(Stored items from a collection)
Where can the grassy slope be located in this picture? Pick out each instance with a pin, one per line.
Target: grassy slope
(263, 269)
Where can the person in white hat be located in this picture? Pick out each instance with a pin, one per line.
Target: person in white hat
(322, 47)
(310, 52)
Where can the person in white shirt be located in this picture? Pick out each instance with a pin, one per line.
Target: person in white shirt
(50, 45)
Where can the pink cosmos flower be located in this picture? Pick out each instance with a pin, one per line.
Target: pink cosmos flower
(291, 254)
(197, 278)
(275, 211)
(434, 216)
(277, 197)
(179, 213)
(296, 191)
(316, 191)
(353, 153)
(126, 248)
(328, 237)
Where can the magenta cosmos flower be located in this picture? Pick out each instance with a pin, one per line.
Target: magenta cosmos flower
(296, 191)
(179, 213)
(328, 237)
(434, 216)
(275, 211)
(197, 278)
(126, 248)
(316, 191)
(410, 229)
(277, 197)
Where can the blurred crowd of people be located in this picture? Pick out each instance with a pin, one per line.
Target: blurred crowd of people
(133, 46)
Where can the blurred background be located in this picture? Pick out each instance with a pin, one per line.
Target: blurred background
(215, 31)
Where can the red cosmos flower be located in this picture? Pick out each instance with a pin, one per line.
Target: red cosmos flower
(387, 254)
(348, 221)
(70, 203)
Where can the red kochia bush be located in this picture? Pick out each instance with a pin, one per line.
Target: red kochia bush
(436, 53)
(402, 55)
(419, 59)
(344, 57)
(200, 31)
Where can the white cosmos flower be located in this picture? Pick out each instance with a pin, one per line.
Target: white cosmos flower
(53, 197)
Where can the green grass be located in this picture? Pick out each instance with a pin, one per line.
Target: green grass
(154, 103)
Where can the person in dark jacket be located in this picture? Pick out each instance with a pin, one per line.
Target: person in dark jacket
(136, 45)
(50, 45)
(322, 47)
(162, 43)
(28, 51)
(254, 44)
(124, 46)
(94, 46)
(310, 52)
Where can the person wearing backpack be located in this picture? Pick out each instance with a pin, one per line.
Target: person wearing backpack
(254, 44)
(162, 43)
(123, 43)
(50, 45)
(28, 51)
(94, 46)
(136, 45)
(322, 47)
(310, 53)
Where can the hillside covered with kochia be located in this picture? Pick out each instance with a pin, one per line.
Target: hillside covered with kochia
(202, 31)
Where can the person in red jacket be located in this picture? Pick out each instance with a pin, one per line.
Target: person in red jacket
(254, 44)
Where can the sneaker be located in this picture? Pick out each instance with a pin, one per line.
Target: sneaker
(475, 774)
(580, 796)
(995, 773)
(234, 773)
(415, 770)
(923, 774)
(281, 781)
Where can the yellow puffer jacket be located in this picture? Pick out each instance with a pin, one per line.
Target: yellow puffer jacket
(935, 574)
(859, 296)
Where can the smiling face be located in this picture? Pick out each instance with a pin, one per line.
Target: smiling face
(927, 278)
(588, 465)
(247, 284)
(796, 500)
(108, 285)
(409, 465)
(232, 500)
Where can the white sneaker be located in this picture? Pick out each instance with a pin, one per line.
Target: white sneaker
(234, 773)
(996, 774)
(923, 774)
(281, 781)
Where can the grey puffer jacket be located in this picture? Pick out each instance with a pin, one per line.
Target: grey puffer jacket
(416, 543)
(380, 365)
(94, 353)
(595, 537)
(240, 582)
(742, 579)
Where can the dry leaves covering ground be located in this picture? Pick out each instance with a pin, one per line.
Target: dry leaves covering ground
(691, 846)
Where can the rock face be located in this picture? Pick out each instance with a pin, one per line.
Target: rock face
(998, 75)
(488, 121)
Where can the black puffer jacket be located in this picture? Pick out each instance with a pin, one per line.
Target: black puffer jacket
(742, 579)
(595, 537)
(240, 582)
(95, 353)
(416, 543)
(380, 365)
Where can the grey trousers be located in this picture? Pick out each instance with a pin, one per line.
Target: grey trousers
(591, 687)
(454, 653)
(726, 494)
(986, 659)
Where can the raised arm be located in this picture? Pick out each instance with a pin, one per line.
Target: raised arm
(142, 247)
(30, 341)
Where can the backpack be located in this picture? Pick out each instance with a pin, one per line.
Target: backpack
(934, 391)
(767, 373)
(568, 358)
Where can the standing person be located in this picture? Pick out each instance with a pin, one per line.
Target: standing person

*THE PROBLEM*. Reproduce every line of the records, requests included, from the line containing "Where can the raised" through the end of the records, and no other lines. Multiply each coordinate in the answers by 2.6 and round it to the nearest whole number, with halves rounded up.

*FINAL RESULT*.
Where can the raised arm be located in this picture? Pick out each instance with a pin, one per line.
Target: raised arm
(369, 642)
(78, 887)
Where can the backpack be located in this picture? Pick out each instance with a pin, one per line.
Target: backpack
(2428, 1017)
(1994, 970)
(1477, 931)
Where can the standing person be located in this picture? Pick out each instance with a pin, one per line.
Target: standing person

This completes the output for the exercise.